You are to retype all of the data exactly as it appears.

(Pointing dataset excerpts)
******************************

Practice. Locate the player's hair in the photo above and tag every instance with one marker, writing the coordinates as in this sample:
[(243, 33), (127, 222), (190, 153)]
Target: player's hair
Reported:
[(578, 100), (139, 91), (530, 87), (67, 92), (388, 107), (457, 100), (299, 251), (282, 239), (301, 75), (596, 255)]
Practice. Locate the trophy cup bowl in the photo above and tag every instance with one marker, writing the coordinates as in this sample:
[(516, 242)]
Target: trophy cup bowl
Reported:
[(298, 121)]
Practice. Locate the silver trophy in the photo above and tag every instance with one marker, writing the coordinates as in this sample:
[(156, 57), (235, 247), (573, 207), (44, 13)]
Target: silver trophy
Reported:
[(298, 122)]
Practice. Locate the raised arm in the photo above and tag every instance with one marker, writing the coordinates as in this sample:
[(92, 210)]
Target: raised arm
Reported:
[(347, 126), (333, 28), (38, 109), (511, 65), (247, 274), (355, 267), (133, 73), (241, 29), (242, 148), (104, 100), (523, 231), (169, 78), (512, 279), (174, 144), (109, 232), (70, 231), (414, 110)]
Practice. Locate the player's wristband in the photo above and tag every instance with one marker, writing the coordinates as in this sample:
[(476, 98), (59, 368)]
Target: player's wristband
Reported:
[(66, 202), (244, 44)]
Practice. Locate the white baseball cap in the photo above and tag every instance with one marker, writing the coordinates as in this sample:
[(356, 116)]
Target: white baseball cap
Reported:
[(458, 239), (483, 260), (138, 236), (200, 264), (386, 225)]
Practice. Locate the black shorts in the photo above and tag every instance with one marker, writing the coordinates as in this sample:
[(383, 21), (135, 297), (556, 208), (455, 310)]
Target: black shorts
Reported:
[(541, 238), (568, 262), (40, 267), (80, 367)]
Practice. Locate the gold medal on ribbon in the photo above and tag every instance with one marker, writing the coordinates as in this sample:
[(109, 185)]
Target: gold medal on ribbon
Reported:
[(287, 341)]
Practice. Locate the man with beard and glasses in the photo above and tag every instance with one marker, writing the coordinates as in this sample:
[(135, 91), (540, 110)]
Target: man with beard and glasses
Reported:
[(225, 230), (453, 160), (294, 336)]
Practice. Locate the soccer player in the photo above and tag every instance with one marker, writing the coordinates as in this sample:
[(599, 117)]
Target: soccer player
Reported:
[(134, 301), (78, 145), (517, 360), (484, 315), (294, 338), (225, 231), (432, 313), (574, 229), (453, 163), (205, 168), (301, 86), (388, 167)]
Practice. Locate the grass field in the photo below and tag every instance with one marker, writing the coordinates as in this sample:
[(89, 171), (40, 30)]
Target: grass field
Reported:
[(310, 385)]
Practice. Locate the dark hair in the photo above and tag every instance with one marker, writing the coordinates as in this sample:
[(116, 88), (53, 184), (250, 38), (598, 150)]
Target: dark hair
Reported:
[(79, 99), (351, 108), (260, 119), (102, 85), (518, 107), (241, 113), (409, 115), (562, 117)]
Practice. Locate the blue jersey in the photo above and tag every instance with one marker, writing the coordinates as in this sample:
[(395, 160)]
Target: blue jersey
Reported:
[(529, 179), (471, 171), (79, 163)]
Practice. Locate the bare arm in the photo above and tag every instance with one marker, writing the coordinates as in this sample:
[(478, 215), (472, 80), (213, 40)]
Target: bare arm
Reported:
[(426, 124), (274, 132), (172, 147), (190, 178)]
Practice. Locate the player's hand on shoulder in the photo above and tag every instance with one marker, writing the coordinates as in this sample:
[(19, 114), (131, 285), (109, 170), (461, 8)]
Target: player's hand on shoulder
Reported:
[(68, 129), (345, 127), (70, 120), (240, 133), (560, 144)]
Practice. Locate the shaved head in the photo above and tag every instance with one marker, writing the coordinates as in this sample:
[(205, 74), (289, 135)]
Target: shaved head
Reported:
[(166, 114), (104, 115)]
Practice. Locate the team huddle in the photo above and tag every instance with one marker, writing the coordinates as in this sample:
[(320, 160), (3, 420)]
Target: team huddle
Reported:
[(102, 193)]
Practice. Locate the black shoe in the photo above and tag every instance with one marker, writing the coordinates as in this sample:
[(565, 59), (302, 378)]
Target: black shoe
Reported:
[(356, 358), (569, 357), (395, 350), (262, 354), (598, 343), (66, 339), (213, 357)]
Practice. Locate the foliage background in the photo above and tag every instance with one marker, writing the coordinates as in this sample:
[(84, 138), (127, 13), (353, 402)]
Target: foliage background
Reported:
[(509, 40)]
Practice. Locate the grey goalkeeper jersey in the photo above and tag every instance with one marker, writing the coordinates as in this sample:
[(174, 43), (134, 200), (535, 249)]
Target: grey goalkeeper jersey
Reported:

******************************

_Exercise response:_
Practice. Locate the player's hair in the photo above and tag every instance with one marker, writing the coordinates as in this sample:
[(243, 33), (127, 222), (190, 153)]
Target: player's hair
Reported:
[(578, 100), (139, 91), (530, 87), (67, 92), (388, 107), (457, 100), (299, 251), (282, 239), (301, 75), (596, 255)]
Practice. Locate the trophy cup bowl in the photo above and tag every instance with one marker, writing the coordinates as in this sample:
[(516, 242)]
Target: trophy cup bowl
Reported:
[(298, 121)]
Practice. Locate the silver trophy in the photo above and tag every instance with one marker, writing the coordinates as in this sample:
[(156, 57), (235, 247), (573, 207), (44, 13)]
Target: silver trophy
Reported:
[(298, 122)]
Practice. Locate the raised arm in the photo above and tag every instance with one marker, writing the coordinates as in this sample:
[(92, 210)]
Target: raised arm
Reported:
[(347, 126), (333, 28), (38, 109), (511, 65), (247, 274), (355, 267), (133, 73), (241, 29), (242, 148), (104, 100), (523, 231), (169, 78), (512, 279), (174, 144), (109, 232), (70, 231), (414, 110)]
Practice. Locate the player's wristband in the photo above and tag every instance with one marker, writing the coordinates as in this sample:
[(476, 98), (59, 368)]
Target: player's wristband
Reported:
[(66, 202), (244, 44)]
Practice. Locate the white baseball cap in the photo above and tag every instance with one marker, writing the coordinates as in this sample:
[(356, 116)]
Target: white baseball cap
Reported:
[(458, 239), (483, 260), (138, 236), (200, 264), (386, 225)]
Practice. Locate the black shorts in the photo above and tag every instance with one marker, writing the coordinates as in this sample:
[(383, 21), (135, 297), (556, 208), (455, 310)]
Target: black shorts
Reported:
[(541, 238), (568, 262), (40, 267), (80, 367)]
Practice. Locate the gold medal on ribbon in the photo above and tag every instance with one marker, writing the coordinates as in this sample:
[(109, 185)]
Target: gold medal on ribbon
Reported:
[(287, 341)]
Practice. Locate the man with beard and glasses in the photo above and tag every instance with one marker, writing the coordinates as in this sample:
[(135, 91), (540, 110)]
Target: man with beard and glasses
Reported:
[(225, 230), (453, 160), (294, 336)]
Practice. Locate the soccer player in the photo above and tag every instance with one marker, writing the coordinates as in this sample:
[(599, 117)]
Target: soccer player
Reported:
[(134, 301), (78, 145), (517, 360), (484, 315), (294, 338), (225, 231), (432, 313), (574, 229), (453, 163), (205, 168), (301, 86), (388, 167)]
Practice. Locate the grass field in the photo below and tag every instance with one marker, writing the coordinates as in this sample:
[(89, 171), (40, 30)]
Target: grass field
Reported:
[(310, 385)]
Practice. Locate the dark hair in the photo above and tag every instance with one marker, writing the coordinates as in this sample:
[(116, 88), (53, 184), (250, 38), (598, 150)]
Target: dark hair
Reported:
[(79, 99), (351, 108), (260, 119), (102, 85), (518, 107), (241, 113), (409, 115), (562, 117)]
Practice. Locate the blue jersey in the photo above and tag every instance with one marker, writing the coordinates as in this sample:
[(395, 160)]
Target: blue jersey
Reported:
[(529, 179), (471, 171), (79, 163)]
Practice. Locate the bare arm in the photo above and tag every instance with one marker, writing the coordinates as in this sample:
[(478, 215), (472, 80), (213, 40)]
Target: bare arm
Reported:
[(426, 124), (274, 132), (172, 147), (190, 178)]
Practice. Locate the player's hand on shoulder in the photo above and tag every instance with one marker, writing the coordinates as in this sample:
[(19, 114), (131, 285), (109, 170), (461, 8)]
Target: player's hand on shoulder
Reported:
[(68, 129), (345, 127), (70, 120), (240, 133), (560, 144)]
Practice. Locate the shaved head in the photo above and tag every instance with one marker, writing the coordinates as in this sample:
[(205, 74), (289, 135)]
Target: shaved head
Reported:
[(166, 114), (104, 115)]
Practice. Locate the team huddle in the photo above and tag every instance with one marker, writing the coordinates as in this sample:
[(320, 160), (3, 420)]
Target: team huddle
Reported:
[(102, 193)]
Practice. Locate the black shoe in the photo above and tag every instance with one marker, writing the coordinates as in this sample:
[(565, 59), (302, 378)]
Target: black shoe
Reported:
[(356, 358), (569, 357), (395, 350), (262, 354), (598, 343), (66, 339), (213, 357)]
Practice. Locate the foliage background in the photo above and tag every instance with one marker, writing the coordinates as in this sample:
[(84, 138), (127, 13), (353, 402)]
Target: foliage background
Reported:
[(509, 40)]
Practice. Locate the grey goalkeeper jersey in the photo above and tag every instance with one marker, writing the coordinates as in this sample:
[(174, 43), (134, 200), (535, 249)]
Target: grey goalkeeper jersey
Reported:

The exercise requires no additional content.